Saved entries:
────────────────
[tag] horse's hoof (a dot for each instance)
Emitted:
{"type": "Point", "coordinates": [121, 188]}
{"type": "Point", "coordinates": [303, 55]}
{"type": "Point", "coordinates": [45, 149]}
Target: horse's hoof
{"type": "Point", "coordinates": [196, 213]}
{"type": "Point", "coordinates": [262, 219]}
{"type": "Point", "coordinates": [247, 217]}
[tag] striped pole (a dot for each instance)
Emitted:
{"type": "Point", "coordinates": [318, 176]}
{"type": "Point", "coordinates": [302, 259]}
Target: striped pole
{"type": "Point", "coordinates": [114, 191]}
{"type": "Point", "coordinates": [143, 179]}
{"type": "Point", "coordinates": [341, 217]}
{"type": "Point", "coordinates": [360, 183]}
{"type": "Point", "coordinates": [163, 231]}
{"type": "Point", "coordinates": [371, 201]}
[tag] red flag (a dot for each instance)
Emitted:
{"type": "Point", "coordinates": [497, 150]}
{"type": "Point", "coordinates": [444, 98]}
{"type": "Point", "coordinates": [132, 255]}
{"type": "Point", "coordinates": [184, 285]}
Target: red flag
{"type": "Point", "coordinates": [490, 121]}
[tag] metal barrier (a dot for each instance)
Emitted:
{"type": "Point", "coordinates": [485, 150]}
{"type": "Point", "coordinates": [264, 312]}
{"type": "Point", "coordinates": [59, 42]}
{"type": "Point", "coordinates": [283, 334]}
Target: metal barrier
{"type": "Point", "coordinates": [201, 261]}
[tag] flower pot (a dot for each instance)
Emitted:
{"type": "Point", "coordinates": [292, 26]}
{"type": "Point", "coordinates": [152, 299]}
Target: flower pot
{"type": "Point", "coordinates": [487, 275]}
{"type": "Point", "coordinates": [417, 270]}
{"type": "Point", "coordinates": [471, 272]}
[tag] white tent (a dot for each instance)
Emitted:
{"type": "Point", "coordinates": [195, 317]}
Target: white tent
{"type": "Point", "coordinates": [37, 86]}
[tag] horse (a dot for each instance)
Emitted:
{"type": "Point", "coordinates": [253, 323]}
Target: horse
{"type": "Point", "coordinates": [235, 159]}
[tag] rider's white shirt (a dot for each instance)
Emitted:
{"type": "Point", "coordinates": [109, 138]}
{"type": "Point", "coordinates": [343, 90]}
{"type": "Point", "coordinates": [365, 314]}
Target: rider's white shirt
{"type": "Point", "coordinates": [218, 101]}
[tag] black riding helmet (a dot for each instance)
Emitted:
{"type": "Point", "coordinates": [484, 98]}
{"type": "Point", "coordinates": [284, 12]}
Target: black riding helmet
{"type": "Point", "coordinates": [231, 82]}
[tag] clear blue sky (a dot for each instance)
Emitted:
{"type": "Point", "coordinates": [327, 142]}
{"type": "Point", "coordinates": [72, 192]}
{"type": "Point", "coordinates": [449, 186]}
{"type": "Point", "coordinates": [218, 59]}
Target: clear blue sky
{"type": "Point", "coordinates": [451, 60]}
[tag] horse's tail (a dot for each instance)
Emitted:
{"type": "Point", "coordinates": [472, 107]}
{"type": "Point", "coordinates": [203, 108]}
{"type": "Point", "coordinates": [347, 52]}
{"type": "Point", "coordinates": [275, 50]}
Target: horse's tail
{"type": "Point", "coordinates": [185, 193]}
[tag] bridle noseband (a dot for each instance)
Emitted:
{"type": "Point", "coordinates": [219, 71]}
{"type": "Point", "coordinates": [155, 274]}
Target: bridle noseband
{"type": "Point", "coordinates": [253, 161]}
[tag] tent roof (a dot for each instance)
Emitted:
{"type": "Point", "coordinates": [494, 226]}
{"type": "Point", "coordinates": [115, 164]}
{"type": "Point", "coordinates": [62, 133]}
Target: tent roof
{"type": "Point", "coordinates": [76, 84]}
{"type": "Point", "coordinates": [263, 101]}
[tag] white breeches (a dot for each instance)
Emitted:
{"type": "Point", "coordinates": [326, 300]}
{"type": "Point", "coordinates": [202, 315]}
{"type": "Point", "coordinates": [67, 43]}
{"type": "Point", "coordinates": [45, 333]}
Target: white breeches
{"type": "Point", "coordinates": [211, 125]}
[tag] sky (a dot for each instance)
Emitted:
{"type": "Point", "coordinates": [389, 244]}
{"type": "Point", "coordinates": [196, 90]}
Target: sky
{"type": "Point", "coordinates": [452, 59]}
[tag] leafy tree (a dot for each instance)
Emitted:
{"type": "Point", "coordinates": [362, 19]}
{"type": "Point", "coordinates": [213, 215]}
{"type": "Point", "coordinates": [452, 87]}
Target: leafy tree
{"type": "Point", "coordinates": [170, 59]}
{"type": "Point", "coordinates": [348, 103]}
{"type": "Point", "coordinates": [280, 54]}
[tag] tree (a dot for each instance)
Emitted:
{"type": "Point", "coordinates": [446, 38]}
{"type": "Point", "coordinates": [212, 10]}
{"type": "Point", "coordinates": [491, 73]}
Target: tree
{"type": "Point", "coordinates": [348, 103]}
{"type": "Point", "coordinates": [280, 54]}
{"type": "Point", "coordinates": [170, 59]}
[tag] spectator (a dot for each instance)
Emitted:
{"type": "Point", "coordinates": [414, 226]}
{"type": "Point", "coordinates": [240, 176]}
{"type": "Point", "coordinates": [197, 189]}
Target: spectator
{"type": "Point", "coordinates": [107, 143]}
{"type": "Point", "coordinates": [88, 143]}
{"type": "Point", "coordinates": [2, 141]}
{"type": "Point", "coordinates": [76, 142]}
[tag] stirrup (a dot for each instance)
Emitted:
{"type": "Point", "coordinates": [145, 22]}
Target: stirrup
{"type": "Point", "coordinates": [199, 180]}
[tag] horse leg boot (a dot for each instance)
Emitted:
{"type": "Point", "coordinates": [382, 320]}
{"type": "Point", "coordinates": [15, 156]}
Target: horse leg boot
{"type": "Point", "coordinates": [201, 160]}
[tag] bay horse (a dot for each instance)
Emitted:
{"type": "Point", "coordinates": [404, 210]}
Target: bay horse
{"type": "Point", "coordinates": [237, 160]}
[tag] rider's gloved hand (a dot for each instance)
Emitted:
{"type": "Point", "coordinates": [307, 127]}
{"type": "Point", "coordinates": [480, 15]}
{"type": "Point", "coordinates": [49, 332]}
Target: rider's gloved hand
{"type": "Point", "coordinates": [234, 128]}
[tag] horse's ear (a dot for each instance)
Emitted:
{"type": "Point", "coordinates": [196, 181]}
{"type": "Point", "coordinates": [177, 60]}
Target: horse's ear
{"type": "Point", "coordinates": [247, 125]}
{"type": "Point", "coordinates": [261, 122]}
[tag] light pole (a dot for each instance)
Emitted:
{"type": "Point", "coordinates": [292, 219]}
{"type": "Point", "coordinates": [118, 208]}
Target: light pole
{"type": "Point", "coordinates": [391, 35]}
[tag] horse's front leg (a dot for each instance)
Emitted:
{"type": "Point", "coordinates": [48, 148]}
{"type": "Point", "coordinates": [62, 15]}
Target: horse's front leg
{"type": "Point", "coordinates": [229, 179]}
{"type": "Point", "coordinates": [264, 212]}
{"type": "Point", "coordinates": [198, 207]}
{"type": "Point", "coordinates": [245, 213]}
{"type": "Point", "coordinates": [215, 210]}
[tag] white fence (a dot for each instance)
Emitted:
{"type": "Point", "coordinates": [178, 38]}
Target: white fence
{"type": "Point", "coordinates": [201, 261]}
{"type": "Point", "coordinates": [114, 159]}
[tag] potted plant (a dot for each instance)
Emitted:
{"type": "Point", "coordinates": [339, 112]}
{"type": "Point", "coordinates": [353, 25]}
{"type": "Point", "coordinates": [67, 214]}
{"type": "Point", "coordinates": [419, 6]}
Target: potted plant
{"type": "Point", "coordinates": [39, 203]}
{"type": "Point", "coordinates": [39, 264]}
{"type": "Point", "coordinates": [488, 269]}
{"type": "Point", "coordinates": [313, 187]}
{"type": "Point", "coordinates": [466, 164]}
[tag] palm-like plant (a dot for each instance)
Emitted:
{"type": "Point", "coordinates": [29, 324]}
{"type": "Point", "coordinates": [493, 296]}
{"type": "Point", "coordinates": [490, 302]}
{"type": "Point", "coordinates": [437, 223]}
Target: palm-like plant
────────────────
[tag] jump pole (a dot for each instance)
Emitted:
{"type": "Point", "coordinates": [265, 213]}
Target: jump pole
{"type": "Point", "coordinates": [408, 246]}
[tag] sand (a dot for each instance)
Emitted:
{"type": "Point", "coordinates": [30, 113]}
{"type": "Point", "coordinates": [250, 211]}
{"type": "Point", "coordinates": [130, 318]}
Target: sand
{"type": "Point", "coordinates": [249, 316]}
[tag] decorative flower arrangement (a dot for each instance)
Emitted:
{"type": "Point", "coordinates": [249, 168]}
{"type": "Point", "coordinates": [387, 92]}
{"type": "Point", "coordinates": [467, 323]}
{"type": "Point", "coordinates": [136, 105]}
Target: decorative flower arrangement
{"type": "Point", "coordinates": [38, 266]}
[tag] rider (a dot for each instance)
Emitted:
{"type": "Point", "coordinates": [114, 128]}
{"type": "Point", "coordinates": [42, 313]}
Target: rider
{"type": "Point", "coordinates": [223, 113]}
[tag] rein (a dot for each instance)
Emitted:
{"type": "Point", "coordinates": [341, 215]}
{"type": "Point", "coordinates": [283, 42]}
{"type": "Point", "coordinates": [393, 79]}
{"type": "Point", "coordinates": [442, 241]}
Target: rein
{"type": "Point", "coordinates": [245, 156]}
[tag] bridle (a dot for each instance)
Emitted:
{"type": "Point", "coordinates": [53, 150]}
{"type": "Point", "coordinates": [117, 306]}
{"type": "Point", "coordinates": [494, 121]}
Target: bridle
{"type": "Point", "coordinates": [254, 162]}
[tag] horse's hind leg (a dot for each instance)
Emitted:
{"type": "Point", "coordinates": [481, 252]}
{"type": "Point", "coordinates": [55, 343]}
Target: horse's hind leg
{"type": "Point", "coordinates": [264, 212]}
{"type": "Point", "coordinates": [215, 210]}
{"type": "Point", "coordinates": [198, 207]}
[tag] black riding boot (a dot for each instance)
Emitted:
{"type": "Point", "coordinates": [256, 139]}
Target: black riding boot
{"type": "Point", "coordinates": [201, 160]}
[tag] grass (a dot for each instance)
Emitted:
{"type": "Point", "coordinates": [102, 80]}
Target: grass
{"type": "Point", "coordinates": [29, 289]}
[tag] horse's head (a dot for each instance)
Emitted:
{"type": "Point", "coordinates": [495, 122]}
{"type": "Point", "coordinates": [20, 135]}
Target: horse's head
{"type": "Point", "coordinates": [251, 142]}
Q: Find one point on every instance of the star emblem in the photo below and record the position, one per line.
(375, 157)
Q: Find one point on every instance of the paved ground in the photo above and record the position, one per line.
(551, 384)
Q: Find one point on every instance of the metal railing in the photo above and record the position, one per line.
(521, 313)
────────────────
YOUR GOAL:
Filter the lines above, keeping each one that contains the string "like".

SOLUTION TO THIS EXERCISE:
[tag] palm-like plant (a dot for each instance)
Target: palm-like plant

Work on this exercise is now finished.